» **Assignment**: Exact reproduction, images excluded: write out the records below.

Natural language region descriptions:
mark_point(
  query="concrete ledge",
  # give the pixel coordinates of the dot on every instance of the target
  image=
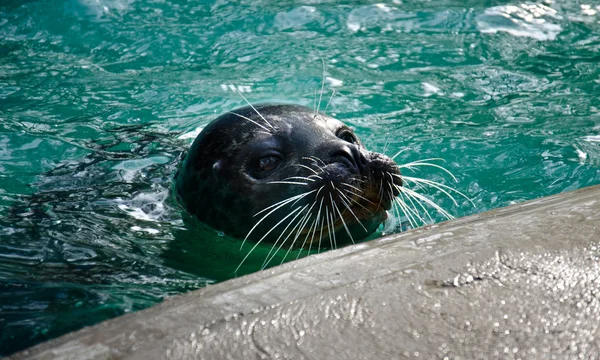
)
(517, 282)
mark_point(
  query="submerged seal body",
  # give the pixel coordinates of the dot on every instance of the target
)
(286, 174)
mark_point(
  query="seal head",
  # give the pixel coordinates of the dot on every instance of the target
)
(285, 174)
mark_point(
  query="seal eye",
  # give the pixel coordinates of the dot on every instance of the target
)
(268, 163)
(347, 136)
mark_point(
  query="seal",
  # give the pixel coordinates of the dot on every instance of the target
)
(286, 175)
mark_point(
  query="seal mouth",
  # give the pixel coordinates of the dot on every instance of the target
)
(350, 204)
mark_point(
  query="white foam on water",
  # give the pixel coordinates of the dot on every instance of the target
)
(524, 20)
(592, 138)
(148, 206)
(192, 134)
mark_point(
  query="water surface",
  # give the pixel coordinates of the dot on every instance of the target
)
(100, 98)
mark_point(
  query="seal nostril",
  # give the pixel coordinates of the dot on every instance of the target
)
(346, 157)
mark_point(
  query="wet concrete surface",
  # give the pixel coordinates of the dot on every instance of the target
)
(521, 282)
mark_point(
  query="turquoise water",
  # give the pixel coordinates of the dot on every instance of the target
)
(100, 98)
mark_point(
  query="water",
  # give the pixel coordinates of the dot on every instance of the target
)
(100, 98)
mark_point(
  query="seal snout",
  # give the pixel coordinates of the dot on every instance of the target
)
(352, 158)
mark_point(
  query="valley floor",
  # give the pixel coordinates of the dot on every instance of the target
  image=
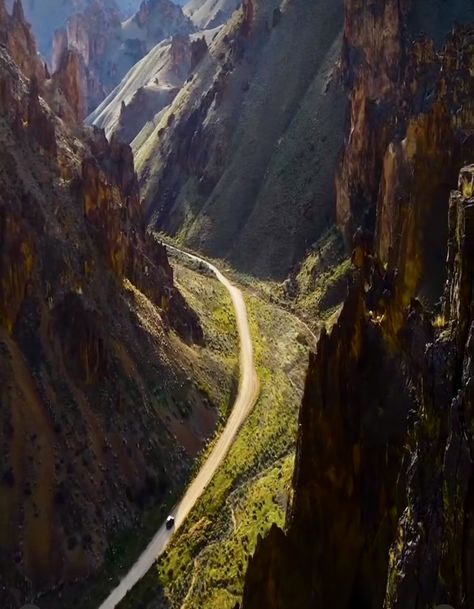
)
(205, 563)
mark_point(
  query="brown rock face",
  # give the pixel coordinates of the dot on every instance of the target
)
(87, 305)
(16, 36)
(71, 79)
(383, 505)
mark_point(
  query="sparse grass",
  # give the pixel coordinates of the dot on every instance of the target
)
(214, 373)
(205, 564)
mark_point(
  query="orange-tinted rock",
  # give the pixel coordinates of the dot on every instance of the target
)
(71, 78)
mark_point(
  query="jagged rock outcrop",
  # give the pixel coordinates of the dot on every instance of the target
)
(88, 370)
(70, 79)
(382, 505)
(241, 165)
(110, 47)
(150, 86)
(16, 36)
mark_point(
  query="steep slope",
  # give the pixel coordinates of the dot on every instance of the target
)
(150, 86)
(382, 512)
(208, 14)
(109, 47)
(96, 346)
(46, 16)
(242, 163)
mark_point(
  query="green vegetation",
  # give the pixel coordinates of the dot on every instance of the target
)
(205, 564)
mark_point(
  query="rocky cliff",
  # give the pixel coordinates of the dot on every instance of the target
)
(91, 331)
(110, 46)
(241, 164)
(382, 505)
(150, 86)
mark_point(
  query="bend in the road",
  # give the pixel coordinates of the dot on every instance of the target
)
(246, 397)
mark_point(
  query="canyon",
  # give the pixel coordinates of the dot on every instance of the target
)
(323, 153)
(97, 344)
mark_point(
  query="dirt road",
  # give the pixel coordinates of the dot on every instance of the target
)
(246, 397)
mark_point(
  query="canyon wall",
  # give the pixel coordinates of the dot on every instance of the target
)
(382, 506)
(241, 164)
(89, 314)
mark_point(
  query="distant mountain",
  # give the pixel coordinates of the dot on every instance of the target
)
(110, 47)
(92, 336)
(150, 86)
(242, 163)
(206, 14)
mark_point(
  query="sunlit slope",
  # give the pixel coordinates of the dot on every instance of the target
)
(242, 163)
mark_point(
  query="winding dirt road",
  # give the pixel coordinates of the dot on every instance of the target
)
(246, 397)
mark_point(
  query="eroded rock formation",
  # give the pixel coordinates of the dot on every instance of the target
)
(382, 505)
(109, 47)
(87, 312)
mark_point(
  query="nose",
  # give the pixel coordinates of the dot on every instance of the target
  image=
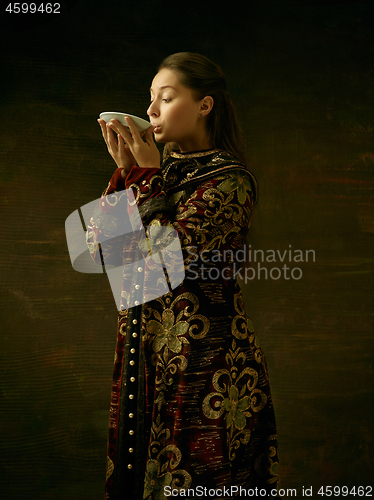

» **Solution to the problem**:
mark_point(
  query="concrete ledge",
  # give the pixel coordinates of the dot on every instance of the target
  image=
)
(517, 282)
mark_point(
  query="submerged seal body",
  # give the pixel coordinates of the dot on every instance of the target
)
(286, 174)
mark_point(
  query="seal head",
  # give the pixel coordinates of the dot on every instance of the target
)
(285, 174)
mark_point(
  query="seal eye",
  # give the pixel coordinates of the dot on every instance of the target
)
(268, 163)
(347, 136)
mark_point(
  query="seal",
  # give the pixel coordinates of the dot on every instance of the target
)
(286, 175)
mark_point(
  query="seal mouth",
  # give the pixel coordinates of the dot on every instance of the target
)
(350, 204)
mark_point(
  query="white foam on water",
  # give the pixel coordinates of the dot on every instance of the target
)
(524, 20)
(592, 138)
(148, 206)
(192, 134)
mark_point(
  query="water surface",
  # give the pixel coordinates of the dot on every instance of the target
)
(100, 98)
mark_point(
  query="seal nostril",
  # give the pixel coordinates of the dot on every instance of the target
)
(346, 157)
mark_point(
  query="wet concrete surface",
  # give the pixel coordinates of the dot on every instance of the target
)
(521, 282)
mark_point(
  query="turquoise water",
  # give the pixel coordinates of the dot on every instance of the target
)
(100, 98)
mark_point(
  query="water",
  # give the pixel coordinates of the dot on every instance of the target
)
(100, 98)
mark_point(
  query="seal snout",
  # give the pixel coordinates of the dot on every instance of the target
)
(352, 158)
mark_point(
  query="valley floor",
  # give the pixel coordinates of the dot on every instance of the target
  image=
)
(205, 563)
mark_point(
  query="brown rock face",
  # give the pixel coordinates of the dot on every instance of the target
)
(87, 305)
(16, 36)
(71, 79)
(383, 505)
mark_point(
  query="sparse grass",
  # give the pixel coordinates of the dot on every instance of the target
)
(214, 373)
(205, 564)
mark_point(
  query="orange-tinted rock",
  # give the pixel coordinates of the dot on every instance of the target
)
(71, 78)
mark_point(
  query="jagged rock outcrop",
  # give the pixel coordinates of the dot on every instance of the target
)
(88, 370)
(70, 79)
(382, 505)
(241, 165)
(110, 47)
(150, 86)
(16, 36)
mark_point(
  query="steep slope",
  # give the pixel coordinates of the dot on every instance of the target
)
(150, 86)
(382, 512)
(208, 14)
(109, 47)
(96, 346)
(46, 16)
(242, 163)
mark_point(
  query="green vegetation",
  # give the pixel coordinates of the dot on every instance of the target
)
(205, 564)
mark_point(
  query="rocky cliff",
  # give the pixel coordinates of the dot on every instance of the target
)
(91, 331)
(110, 46)
(241, 164)
(382, 505)
(150, 86)
mark_point(
  query="bend in the road",
  # give the pixel coordinates of the dot on every instance of the target
)
(246, 397)
mark_point(
  query="canyon",
  # give the pixel coordinates of the dot on every instance of the target
)
(323, 153)
(97, 344)
mark_point(
  query="dirt road",
  # give the pixel coordinates of the dot on every instance of the target
)
(246, 397)
mark_point(
  query="canyon wall",
  # give the pixel coordinates of the dot on every instance of the target
)
(382, 506)
(241, 164)
(89, 314)
mark_point(
  query="distant mountain",
  # give the pixel coordinates of the dot on every instance of the target
)
(110, 47)
(92, 336)
(150, 86)
(242, 163)
(206, 14)
mark_point(
  query="sunlit slope",
  # give the pixel coordinates of the dot on every instance of the target
)
(242, 163)
mark_point(
  query="winding dirt road",
  # give the pixel coordinates of the dot on every instance of the target
)
(246, 397)
mark_point(
  query="eroded rock formation",
  # give the pixel coordinates of the dot on every instance of the target
)
(382, 505)
(109, 47)
(87, 312)
mark_point(
  query="nose",
  # give the pixel coordinates of the dot on every instance of the target
  image=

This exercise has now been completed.